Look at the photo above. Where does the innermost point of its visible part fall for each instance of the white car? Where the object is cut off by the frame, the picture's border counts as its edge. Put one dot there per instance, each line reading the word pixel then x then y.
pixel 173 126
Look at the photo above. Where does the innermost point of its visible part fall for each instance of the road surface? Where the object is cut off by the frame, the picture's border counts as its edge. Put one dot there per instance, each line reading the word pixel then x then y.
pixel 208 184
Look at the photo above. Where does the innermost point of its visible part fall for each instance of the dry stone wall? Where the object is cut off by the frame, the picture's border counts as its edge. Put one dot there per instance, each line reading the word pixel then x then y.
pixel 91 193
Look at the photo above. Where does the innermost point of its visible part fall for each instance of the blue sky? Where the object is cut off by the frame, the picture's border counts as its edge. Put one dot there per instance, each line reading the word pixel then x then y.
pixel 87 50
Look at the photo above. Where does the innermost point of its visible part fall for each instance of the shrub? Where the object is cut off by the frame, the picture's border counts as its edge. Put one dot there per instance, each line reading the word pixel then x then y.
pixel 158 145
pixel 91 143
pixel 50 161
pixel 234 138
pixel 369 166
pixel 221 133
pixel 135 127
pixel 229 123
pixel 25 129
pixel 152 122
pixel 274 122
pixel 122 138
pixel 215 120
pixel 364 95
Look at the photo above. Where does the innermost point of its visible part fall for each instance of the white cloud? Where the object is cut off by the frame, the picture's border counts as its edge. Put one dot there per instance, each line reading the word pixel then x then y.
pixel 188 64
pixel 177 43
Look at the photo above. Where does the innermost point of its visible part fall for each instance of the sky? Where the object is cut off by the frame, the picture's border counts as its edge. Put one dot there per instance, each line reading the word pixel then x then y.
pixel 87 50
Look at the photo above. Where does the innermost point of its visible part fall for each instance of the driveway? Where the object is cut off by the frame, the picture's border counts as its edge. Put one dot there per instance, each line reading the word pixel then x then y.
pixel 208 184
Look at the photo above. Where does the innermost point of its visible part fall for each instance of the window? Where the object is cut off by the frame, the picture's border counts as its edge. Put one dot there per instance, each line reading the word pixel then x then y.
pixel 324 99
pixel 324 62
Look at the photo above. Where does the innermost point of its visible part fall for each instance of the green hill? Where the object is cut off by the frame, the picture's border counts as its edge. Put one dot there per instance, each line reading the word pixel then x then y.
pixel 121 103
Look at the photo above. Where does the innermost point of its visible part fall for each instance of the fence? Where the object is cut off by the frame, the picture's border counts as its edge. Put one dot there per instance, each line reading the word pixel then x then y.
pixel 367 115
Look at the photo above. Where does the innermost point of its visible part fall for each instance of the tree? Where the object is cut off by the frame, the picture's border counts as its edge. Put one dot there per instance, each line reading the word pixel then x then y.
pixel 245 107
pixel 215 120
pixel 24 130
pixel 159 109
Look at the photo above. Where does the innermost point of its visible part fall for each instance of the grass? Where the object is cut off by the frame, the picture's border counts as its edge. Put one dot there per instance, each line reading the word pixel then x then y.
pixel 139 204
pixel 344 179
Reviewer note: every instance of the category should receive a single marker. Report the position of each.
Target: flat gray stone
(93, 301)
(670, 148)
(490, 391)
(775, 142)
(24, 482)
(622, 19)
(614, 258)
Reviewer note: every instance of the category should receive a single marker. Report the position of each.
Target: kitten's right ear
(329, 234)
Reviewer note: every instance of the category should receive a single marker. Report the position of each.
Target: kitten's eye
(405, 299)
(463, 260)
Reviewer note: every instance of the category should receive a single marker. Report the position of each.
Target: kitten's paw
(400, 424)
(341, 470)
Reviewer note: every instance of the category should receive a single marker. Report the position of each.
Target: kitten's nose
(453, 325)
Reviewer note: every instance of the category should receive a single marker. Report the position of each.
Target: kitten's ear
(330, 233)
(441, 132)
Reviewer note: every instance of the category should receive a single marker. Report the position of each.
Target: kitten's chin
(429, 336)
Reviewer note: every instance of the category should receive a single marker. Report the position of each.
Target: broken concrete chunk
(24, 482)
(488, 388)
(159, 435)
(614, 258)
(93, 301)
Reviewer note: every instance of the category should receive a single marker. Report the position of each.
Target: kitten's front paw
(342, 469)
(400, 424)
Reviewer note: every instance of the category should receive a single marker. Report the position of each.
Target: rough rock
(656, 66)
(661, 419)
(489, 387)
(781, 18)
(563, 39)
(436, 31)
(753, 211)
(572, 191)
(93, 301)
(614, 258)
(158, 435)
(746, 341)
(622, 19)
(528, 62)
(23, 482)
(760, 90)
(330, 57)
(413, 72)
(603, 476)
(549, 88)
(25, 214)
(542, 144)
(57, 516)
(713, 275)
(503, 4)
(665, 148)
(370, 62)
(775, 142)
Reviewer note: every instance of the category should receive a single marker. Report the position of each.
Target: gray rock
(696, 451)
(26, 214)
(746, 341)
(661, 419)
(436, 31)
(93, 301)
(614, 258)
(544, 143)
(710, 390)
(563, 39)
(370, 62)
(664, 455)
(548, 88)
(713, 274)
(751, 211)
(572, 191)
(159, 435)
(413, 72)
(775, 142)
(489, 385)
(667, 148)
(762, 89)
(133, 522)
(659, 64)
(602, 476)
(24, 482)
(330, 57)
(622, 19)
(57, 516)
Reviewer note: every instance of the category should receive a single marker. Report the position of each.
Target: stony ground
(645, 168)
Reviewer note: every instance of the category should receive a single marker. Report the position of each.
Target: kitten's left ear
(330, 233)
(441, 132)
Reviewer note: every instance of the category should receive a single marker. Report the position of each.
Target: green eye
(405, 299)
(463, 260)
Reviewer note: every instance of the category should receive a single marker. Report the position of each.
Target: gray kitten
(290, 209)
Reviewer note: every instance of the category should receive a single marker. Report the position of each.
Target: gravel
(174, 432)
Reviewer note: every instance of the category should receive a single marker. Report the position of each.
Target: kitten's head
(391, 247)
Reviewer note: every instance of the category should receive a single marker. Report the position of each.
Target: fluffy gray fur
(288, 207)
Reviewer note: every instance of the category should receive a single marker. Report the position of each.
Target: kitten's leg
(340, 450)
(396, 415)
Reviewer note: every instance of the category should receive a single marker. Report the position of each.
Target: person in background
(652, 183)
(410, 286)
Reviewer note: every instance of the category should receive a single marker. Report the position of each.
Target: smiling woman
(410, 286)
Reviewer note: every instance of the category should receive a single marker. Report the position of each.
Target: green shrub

▶ [What is asked]: Update the lines above, from the first one through the line containing "pixel 173 126", by replacing "white car" with "silver car" and leaving everything else unchanged. Give back only those lines.

▶ [Result below]:
Look at the photo above. Where does the innermost point of its visible part fall for each instance of the silver car? Where the object is cut off by the frame, the picture's border counts as its edge. Put one dot there per instance, each line reading the word pixel then x then y.
pixel 173 126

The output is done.